┌──

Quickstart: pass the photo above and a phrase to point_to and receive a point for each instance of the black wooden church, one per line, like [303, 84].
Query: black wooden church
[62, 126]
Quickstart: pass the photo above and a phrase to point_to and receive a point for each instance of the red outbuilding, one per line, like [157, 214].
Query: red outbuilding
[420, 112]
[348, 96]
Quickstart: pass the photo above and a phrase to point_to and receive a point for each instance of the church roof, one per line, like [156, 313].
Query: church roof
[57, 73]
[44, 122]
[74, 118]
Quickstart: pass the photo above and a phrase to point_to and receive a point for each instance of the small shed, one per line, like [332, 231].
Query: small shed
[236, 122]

└──
┌──

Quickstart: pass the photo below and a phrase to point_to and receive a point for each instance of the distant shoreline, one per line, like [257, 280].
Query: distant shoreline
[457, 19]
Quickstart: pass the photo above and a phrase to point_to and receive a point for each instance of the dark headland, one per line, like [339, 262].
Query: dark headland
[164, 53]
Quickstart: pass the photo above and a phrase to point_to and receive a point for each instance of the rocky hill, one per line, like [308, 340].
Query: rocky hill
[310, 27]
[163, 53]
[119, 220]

└──

◆ Aim ◆
Report every line of the items above in which the word "wooden" appears, copying each such line in full.

◆ Solved problem ◆
Quickstart: pass the photo above and a phrase to point_to and receive a point for each instance of the black wooden church, one per line, like [303, 84].
Query: black wooden church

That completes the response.